* **Excerpt to read**:
--------------------------------
Mashiach is inflicted in this way because he constantly senses the illnesses plaguing the Jewish people: the difficulty of our exile, and the state of every Jew, wherever he or she may be. The Mashiach is touched by the current state of the Jewish people. But, although this is a very positive application of the sense of touch, resulting from the Mashiach's total identification with the situation of the entire Jewish people whose hearts have not yet been “touched by God,” he suffers greatly because of it, “Indeed, our sickness has he borne and our pain has he suffered.”[ix] The moment that each one of us will be touched and take to heart the present state of the Jewish people, who are still in exile, all of the afflictions will turn into positive contact and the Mashiach will able to begin his reign: “Today – if you listen to his voice.”[x]



[i]. For more, see here.
--------------------------------
* **Set of tasks**:
1) Return, word for word, the part of the Mashiach passage starting with "Mashiach is inflicted" and going on through "more, see here.".
2) Translate this sentence from the Mashiach passage into Spanish: "The Mashiach is touched by the current state of the Jewish people."
The items that follow have no connection to the Mashiach passage.
--------------------------------
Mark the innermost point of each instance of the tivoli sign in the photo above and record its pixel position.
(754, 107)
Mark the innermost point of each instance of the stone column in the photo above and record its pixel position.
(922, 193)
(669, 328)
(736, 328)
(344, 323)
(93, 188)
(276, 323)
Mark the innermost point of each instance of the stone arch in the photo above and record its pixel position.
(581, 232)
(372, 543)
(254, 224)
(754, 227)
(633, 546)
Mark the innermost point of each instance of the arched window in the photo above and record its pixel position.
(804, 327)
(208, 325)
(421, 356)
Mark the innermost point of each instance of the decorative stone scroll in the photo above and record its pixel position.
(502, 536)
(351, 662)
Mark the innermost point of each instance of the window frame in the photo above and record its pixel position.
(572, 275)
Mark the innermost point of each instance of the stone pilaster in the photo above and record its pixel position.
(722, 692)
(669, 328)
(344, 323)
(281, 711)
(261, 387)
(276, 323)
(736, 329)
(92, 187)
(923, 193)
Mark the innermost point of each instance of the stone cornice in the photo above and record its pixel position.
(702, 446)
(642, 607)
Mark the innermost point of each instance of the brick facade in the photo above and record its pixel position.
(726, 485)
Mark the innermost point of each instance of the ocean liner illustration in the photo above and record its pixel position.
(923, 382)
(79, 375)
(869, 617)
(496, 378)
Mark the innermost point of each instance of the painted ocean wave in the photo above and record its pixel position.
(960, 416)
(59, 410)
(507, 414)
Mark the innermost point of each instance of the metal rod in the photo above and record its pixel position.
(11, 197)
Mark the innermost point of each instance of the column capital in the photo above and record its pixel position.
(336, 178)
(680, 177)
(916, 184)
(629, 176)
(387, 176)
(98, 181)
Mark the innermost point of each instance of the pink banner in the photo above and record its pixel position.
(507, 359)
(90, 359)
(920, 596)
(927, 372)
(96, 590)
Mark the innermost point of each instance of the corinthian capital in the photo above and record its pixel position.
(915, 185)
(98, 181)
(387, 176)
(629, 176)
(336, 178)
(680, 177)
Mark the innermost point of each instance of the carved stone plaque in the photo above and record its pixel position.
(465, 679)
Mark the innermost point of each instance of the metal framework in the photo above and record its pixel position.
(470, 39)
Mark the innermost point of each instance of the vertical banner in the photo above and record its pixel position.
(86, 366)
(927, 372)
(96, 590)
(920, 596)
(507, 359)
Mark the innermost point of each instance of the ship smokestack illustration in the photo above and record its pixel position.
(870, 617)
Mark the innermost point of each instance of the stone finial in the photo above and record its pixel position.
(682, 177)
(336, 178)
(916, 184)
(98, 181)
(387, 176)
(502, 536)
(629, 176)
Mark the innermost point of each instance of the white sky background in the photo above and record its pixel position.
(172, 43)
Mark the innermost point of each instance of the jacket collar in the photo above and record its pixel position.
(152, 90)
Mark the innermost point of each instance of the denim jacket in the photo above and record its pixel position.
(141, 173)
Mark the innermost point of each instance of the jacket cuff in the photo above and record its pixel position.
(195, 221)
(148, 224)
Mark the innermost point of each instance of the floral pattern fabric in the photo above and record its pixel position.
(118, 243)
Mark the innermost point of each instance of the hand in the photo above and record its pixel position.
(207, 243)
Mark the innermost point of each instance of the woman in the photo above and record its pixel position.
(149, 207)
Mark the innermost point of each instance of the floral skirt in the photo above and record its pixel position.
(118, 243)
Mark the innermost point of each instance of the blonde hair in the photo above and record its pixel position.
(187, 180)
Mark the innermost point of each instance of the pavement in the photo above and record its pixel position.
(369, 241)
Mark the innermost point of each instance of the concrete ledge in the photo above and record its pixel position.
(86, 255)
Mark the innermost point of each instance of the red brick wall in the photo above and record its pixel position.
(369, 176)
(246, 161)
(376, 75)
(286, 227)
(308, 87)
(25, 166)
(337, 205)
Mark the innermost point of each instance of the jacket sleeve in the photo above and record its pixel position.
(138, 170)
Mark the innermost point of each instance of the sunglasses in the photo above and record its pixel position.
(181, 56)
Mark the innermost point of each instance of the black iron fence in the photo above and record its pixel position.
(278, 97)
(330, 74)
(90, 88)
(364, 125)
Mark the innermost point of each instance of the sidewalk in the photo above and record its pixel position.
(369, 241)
--------------------------------
* **Correct answers**:
1)
Mashiach is inflicted in this way because he constantly senses the illnesses plaguing the Jewish people: the difficulty of our exile, and the state of every Jew, wherever he or she may be. The Mashiach is touched by the current state of the Jewish people. But, although this is a very positive application of the sense of touch, resulting from the Mashiach's total identification with the situation of the entire Jewish people whose hearts have not yet been “touched by God,” he suffers greatly because of it, “Indeed, our sickness has he borne and our pain has he suffered.”[ix] The moment that each one of us will be touched and take to heart the present state of the Jewish people, who are still in exile, all of the afflictions will turn into positive contact and the Mashiach will able to begin his reign: “Today – if you listen to his voice.”[x]



[i]. For more, see here.

2) El Mashíaj se siente tocado por la situación actual del pueblo judío.